### Exercice
Recopiez sans rien changer le passage du texte sur le glaucome ci-dessous, de « Silencieux pendant des » à « poursuit le professeur. » inclus.

### Texte à étudier
Un nerf optique qui s’abîme, le plus souvent suite à une pression trop élevée à l’intérieur de l’œil. Et un champ de vision qui rétrécit, de la périphérie jusqu’au centre. Telle est la définition du glaucome, pour lequel sont aujourd’hui suivis ou traités 1,5 milllion de Français.
Médicaments, lasers ou chirurgie permettent pour la majorité d’entre eux de stabiliser la maladie au stade où elle a été découverte. Mais pour 10 à 15 % des malades, le glaucome continue de s’aggraver et peut conduire à la cécité. D’où des recherches tous azimuts pour protéger le nerf optique.
«Aucun traitement visant directement la régénération de ces fibres nerveuses n’a pour le moment prouvé son efficacité chez l’homme», prévient le Pr Christophe Baudouin, de l’hôpital des Quinze-Vingts-Institut de la vision, «mais il y a eu beaucoup d’avancées pour le contrôle de la pression intraoculaire. Cette stratégie de neuroprotection a largement démontré son efficacité».
Silencieux pendant des années, le glaucome est, dans la plupart des cas, lié à des problèmes d’évacuation défectueuse de l’humeur aqueuse. Continuellement sécrétée par des glandes situées près du cristallin, celle-ci s’accumule à l’intérieur de l’œil, fait grimper la pression et détruit les cellules nerveuses du nerf optique. Pour y remédier, une fois le diagnostic posé, «on dispose de quatre familles thérapeutiques, une cinquième faisant actuellement l’objet d’essais cliniques», poursuit le professeur.

### Matériel fourni
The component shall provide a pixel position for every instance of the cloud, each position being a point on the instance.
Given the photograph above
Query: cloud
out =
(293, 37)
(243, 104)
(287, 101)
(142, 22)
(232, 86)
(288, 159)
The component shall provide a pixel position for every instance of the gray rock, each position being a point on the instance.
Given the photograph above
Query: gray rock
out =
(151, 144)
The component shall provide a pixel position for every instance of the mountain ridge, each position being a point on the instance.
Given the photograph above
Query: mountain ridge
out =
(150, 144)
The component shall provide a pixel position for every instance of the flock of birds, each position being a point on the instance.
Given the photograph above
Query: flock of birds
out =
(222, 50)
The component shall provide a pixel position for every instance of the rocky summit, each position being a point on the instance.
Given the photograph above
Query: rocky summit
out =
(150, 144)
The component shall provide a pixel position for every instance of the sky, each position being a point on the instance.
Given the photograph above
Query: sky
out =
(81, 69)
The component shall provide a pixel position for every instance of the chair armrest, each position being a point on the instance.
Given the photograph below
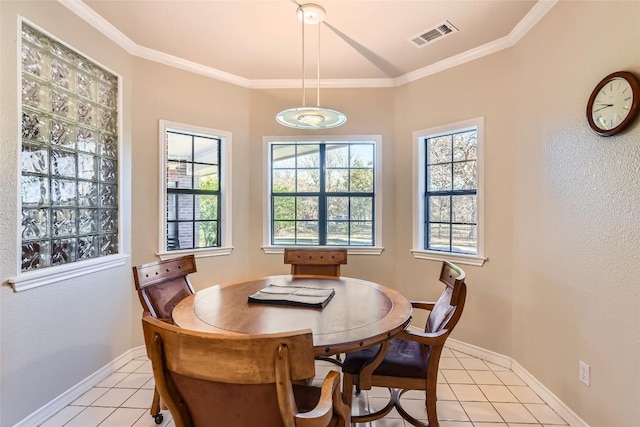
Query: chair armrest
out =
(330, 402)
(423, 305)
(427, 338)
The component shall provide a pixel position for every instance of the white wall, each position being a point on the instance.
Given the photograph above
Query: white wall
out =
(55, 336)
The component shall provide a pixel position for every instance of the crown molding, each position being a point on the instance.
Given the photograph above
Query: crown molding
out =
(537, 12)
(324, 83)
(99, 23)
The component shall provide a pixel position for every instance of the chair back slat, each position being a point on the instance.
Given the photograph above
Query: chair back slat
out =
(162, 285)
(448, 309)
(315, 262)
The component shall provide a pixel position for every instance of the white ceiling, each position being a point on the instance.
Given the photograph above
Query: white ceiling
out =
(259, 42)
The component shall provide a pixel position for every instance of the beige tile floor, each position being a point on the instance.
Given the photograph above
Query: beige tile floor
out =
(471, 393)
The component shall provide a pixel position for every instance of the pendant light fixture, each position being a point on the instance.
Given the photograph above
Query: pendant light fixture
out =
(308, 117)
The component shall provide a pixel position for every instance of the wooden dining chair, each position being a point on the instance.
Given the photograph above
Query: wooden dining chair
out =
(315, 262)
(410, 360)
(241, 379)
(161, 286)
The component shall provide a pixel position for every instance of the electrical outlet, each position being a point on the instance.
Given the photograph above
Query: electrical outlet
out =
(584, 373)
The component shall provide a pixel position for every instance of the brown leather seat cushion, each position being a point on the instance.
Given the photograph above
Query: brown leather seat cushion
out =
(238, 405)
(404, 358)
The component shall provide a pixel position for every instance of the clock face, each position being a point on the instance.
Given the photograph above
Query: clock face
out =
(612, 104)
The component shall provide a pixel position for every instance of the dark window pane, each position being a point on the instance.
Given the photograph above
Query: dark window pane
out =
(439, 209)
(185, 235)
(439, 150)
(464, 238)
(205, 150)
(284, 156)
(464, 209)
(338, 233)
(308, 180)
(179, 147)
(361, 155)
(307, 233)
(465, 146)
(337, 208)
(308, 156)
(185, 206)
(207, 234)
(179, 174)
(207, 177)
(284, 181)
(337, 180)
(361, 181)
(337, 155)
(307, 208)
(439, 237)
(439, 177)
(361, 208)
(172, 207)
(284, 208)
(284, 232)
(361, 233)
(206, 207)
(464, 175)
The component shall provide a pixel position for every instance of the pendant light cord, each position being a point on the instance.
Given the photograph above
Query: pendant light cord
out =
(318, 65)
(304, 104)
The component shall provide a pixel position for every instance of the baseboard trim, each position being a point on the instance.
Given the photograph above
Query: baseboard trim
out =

### Réponse
Silencieux pendant des années, le glaucome est, dans la plupart des cas, lié à des problèmes d’évacuation défectueuse de l’humeur aqueuse. Continuellement sécrétée par des glandes situées près du cristallin, celle-ci s’accumule à l’intérieur de l’œil, fait grimper la pression et détruit les cellules nerveuses du nerf optique. Pour y remédier, une fois le diagnostic posé, «on dispose de quatre familles thérapeutiques, une cinquième faisant actuellement l’objet d’essais cliniques», poursuit le professeur.